=== What you will do ===
What lines in the entries hold the string "crab"? List them.

(Beginning of Data excerpts)

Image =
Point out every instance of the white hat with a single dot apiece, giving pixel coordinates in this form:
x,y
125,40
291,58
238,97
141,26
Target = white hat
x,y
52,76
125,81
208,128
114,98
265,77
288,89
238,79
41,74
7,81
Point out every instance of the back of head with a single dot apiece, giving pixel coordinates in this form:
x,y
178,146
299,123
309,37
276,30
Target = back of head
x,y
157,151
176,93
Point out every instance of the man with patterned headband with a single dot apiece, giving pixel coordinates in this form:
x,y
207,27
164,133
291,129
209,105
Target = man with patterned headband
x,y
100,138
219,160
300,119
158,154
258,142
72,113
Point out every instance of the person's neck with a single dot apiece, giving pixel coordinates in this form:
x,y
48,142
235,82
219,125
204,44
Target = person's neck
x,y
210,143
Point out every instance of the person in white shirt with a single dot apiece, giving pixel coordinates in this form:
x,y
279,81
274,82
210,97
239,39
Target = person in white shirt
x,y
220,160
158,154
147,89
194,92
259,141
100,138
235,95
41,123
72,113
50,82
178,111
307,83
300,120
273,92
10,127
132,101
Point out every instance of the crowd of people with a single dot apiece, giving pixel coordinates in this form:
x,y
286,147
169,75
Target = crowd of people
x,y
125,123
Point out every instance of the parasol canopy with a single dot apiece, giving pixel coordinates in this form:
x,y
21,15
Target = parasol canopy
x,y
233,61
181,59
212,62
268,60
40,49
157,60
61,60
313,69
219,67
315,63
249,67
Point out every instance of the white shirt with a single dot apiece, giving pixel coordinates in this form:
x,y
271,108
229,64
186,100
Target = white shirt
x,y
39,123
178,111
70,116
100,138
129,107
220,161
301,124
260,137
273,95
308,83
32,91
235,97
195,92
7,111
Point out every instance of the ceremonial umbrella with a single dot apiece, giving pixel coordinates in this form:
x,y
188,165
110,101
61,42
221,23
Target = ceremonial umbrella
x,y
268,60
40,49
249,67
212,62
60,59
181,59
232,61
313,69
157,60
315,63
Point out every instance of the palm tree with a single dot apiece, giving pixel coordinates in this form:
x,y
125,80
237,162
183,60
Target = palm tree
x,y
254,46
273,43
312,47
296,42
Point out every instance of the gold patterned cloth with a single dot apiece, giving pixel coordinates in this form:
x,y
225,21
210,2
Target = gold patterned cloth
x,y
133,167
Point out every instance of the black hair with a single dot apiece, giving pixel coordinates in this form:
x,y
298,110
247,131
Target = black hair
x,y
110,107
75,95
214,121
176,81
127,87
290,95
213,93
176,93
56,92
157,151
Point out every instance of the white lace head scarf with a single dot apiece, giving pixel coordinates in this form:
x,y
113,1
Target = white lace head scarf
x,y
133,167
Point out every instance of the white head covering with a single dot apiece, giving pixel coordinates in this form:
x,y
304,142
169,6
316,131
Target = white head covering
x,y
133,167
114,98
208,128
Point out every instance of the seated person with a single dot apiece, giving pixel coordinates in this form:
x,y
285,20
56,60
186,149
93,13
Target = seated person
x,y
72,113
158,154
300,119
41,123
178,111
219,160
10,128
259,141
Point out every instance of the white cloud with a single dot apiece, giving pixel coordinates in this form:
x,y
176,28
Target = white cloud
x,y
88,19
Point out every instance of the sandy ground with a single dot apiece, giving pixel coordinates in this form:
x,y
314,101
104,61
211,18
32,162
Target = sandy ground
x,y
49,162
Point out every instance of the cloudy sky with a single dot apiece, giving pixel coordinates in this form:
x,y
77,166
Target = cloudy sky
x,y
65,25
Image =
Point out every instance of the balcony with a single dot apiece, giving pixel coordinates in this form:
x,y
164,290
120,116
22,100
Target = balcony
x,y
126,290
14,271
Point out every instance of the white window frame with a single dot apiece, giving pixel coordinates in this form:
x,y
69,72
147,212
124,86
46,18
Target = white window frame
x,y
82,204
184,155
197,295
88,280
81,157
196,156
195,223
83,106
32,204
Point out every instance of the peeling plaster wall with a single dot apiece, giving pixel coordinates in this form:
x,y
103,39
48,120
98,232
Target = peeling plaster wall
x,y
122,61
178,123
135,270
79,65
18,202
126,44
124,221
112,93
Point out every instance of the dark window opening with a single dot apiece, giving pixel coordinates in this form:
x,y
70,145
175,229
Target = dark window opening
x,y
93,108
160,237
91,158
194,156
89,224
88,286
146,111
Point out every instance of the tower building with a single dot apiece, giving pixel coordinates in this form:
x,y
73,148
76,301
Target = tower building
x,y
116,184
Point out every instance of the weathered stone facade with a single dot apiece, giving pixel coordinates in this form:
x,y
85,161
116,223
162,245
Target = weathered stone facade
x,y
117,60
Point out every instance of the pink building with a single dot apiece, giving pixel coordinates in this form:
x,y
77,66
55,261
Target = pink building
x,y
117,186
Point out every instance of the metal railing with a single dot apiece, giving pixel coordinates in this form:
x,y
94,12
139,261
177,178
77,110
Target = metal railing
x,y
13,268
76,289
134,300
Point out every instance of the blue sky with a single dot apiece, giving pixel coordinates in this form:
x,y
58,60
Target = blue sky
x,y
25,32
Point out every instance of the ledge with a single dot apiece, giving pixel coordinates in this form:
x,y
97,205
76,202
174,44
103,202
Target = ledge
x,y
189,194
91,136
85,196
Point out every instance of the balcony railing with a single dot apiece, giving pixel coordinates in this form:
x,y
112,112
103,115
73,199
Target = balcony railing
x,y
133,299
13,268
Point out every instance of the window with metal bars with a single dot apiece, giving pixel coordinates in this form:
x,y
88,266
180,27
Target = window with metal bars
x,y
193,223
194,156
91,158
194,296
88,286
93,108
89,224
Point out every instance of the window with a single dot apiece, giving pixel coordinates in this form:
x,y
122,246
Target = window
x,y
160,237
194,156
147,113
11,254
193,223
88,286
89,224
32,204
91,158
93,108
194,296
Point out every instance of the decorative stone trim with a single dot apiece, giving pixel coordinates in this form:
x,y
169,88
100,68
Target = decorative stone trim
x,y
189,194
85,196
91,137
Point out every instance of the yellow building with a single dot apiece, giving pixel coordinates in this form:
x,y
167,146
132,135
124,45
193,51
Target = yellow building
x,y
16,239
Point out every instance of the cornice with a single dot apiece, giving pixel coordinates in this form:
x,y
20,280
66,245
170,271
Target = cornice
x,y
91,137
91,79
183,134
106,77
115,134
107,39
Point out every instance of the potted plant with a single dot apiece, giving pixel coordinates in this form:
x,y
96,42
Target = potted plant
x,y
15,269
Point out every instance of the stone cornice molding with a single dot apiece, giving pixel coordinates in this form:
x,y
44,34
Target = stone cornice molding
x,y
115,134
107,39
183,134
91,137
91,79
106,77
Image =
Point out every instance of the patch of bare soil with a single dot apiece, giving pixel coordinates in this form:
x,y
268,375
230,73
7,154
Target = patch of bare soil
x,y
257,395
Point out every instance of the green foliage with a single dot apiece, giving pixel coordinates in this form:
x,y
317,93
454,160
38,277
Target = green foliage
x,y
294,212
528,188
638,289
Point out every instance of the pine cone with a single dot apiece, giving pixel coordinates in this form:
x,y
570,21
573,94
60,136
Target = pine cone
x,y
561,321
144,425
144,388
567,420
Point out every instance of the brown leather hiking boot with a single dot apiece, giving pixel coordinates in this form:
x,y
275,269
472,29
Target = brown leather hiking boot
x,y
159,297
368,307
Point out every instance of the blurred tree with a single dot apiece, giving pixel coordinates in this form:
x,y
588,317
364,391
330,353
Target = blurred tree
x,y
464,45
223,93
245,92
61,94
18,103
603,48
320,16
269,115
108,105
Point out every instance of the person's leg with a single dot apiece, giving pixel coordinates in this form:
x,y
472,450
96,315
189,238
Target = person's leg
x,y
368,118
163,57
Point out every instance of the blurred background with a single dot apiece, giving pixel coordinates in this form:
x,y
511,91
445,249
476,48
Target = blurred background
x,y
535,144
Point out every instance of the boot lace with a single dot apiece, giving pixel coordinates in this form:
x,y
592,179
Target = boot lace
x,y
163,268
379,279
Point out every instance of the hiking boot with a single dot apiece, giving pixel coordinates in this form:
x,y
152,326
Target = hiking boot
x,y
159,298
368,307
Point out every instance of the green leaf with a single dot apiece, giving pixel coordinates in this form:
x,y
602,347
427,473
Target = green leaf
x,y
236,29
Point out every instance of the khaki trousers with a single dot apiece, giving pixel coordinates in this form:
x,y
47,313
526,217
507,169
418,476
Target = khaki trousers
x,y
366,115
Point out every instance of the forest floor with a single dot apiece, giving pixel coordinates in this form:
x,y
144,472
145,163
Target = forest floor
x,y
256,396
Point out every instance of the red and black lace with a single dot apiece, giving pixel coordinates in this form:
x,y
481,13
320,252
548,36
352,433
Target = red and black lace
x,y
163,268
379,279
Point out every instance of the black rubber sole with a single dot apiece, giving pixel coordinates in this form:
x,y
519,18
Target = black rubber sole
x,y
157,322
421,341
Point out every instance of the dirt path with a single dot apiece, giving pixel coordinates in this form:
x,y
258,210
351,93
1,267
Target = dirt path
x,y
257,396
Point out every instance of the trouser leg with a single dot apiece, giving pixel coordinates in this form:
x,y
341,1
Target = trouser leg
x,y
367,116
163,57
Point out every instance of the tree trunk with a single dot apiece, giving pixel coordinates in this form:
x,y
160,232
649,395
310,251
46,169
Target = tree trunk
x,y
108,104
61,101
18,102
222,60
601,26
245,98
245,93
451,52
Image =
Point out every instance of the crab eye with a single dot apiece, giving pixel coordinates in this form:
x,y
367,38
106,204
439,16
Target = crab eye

(End of Data excerpts)

=== Reply to the task ===
Point out every instance of the crab eye with a single dot apiece, giving pixel coordinates in this form:
Target = crab eye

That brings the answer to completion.